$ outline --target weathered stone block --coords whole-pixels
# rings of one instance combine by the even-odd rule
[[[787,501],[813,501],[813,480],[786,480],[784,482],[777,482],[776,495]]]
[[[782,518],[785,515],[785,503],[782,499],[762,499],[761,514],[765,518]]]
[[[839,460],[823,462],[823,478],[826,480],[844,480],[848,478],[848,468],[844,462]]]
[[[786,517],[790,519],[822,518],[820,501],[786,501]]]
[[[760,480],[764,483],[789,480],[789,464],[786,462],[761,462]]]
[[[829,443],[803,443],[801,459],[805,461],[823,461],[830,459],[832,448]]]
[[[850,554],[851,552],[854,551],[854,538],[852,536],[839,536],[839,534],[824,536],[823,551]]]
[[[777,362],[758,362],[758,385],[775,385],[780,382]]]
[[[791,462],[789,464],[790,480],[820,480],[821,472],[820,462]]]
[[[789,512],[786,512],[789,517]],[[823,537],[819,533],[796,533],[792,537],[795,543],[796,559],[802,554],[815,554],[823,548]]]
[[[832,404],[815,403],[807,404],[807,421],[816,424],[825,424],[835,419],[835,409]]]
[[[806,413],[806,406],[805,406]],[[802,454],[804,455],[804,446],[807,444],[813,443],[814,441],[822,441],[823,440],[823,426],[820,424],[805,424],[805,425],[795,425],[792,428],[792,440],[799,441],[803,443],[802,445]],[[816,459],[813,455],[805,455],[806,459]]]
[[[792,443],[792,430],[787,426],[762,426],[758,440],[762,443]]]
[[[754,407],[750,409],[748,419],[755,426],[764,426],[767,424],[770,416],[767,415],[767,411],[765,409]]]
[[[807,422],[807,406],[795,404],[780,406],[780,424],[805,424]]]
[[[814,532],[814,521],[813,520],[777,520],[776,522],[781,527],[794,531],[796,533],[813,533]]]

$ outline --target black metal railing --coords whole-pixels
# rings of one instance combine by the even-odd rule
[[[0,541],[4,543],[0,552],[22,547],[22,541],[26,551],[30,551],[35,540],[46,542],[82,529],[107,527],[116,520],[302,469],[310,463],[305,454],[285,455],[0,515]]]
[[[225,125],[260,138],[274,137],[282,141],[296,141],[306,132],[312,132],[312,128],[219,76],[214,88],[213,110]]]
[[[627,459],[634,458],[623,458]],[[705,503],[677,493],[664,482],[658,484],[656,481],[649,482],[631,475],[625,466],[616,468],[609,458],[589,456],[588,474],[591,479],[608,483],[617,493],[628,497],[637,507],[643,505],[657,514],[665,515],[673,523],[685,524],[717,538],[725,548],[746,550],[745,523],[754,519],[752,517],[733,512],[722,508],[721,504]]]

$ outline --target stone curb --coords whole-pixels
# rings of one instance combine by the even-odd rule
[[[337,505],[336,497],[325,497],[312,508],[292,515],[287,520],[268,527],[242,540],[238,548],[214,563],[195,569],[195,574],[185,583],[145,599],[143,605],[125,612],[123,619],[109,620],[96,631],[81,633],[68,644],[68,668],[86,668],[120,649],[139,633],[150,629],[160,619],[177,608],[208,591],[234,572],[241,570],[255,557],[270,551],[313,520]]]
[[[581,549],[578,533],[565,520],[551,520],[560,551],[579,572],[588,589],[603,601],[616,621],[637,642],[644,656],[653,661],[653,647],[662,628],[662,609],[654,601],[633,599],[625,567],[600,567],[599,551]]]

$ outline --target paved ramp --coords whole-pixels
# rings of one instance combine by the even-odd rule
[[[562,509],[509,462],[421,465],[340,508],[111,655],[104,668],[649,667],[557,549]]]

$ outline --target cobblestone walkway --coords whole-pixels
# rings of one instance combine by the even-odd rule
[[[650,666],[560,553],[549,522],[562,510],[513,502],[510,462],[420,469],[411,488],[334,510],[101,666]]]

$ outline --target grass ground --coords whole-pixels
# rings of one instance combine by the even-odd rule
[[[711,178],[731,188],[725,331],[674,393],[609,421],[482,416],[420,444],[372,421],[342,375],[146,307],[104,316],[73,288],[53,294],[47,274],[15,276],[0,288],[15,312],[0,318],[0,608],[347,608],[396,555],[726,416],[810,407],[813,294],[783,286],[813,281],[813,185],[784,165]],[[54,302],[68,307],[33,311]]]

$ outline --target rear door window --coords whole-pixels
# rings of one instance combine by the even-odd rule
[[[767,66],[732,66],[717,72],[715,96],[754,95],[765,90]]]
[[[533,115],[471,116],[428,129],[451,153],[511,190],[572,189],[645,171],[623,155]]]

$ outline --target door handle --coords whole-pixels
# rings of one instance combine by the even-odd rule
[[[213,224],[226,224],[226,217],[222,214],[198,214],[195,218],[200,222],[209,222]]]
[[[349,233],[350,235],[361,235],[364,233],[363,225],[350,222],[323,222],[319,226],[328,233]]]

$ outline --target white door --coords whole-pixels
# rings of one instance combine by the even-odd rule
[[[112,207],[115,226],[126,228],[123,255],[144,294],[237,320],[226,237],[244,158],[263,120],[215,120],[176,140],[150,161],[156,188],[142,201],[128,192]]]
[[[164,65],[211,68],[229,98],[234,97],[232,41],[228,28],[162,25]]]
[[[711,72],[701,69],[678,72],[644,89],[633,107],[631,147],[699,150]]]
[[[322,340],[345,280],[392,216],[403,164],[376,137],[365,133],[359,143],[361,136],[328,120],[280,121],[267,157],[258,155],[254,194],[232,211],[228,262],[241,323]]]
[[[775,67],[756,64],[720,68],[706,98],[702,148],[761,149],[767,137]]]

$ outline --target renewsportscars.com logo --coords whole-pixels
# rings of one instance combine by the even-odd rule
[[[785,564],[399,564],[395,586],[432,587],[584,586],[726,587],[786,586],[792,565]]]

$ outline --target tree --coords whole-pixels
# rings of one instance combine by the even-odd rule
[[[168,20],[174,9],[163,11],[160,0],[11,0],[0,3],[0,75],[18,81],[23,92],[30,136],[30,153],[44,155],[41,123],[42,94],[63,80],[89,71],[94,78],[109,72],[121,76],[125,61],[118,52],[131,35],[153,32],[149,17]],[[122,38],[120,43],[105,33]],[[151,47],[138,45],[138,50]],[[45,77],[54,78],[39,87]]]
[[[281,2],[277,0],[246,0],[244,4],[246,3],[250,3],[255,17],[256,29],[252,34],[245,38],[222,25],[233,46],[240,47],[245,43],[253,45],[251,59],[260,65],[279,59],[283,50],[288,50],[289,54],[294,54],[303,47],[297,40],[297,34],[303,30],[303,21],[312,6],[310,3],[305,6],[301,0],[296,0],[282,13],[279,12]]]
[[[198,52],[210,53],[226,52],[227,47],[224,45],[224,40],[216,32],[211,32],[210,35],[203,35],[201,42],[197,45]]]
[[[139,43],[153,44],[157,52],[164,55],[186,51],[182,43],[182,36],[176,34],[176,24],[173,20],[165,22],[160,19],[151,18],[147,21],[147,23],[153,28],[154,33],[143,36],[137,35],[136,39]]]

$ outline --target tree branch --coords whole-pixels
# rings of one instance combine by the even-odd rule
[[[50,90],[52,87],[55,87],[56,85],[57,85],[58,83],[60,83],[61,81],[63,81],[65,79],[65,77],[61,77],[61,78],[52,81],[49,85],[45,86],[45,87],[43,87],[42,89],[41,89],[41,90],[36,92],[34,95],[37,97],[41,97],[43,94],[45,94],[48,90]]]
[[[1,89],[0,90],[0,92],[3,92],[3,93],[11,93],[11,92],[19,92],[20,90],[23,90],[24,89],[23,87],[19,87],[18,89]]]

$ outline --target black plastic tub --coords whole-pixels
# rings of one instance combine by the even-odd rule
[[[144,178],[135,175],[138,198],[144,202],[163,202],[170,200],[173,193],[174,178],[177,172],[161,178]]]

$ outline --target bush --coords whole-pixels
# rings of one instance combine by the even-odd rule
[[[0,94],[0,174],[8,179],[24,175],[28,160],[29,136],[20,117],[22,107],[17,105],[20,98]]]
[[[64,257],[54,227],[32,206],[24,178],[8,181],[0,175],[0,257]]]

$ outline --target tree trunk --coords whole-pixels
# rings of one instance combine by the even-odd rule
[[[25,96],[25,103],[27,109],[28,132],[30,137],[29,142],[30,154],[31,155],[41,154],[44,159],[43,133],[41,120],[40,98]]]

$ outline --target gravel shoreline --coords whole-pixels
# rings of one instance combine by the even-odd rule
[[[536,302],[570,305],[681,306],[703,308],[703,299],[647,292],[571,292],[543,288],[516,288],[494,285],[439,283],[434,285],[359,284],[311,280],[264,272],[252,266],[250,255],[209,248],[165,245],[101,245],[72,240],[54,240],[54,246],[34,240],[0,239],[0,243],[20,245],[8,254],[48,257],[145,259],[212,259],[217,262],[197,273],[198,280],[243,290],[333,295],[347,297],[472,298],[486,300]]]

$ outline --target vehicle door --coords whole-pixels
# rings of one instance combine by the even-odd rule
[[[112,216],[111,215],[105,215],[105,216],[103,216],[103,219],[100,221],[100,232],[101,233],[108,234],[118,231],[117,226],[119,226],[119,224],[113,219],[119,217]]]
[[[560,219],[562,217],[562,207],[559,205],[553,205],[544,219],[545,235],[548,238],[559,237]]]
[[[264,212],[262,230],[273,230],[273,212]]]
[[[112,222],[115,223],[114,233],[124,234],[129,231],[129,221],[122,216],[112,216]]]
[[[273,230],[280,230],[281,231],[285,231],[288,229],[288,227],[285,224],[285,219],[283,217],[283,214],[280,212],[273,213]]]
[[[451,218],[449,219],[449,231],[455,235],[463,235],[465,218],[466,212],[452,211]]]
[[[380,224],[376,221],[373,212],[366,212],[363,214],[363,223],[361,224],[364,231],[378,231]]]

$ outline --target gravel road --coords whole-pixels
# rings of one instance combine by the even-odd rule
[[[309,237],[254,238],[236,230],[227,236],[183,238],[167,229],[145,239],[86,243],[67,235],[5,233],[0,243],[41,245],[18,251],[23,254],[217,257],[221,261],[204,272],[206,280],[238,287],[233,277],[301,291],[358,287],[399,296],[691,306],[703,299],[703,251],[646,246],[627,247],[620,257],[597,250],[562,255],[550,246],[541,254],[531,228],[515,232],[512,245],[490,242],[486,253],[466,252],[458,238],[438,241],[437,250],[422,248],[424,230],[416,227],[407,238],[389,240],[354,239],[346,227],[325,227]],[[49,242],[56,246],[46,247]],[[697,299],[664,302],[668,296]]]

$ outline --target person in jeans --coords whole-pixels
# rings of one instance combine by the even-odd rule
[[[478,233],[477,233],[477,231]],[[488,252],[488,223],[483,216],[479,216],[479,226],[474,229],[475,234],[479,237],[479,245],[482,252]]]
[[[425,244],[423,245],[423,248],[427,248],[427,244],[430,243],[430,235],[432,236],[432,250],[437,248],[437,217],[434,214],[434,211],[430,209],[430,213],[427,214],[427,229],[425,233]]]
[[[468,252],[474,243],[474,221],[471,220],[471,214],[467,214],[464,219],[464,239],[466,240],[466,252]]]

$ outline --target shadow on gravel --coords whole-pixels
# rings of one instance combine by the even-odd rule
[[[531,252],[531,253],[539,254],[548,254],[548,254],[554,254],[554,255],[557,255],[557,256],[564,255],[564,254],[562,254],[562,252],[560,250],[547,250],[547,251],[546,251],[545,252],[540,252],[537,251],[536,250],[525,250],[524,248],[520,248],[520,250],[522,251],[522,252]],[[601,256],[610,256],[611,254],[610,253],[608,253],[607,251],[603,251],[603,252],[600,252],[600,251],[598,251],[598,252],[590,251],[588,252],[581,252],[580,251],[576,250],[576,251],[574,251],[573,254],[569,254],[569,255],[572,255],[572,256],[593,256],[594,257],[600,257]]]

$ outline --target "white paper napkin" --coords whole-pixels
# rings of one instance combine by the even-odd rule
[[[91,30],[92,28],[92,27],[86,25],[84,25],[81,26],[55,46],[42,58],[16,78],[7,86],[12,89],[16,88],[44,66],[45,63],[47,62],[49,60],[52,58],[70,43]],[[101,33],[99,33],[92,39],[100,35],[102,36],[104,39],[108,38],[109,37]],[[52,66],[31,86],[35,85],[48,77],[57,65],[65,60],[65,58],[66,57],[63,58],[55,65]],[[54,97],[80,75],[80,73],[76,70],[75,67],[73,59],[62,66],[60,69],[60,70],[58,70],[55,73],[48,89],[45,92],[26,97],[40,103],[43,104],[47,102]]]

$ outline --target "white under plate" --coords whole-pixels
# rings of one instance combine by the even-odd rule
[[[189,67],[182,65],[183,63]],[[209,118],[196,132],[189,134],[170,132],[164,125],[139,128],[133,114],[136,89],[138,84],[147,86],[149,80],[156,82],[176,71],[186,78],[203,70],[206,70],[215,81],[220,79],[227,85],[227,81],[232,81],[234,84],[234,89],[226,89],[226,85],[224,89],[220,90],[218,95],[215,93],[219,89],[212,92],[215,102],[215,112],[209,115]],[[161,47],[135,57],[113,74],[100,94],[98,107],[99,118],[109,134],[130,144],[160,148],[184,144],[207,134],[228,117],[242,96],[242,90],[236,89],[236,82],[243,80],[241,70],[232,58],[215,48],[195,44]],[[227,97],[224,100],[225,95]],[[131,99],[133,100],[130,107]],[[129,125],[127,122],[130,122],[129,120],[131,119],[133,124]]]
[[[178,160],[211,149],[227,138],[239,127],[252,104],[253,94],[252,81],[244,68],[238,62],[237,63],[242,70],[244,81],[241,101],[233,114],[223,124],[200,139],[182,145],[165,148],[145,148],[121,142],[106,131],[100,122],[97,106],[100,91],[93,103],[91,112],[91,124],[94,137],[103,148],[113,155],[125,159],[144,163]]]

To be done = Count the lines of the material above that contain the string "gravel", and give only the number.

Written answer = 3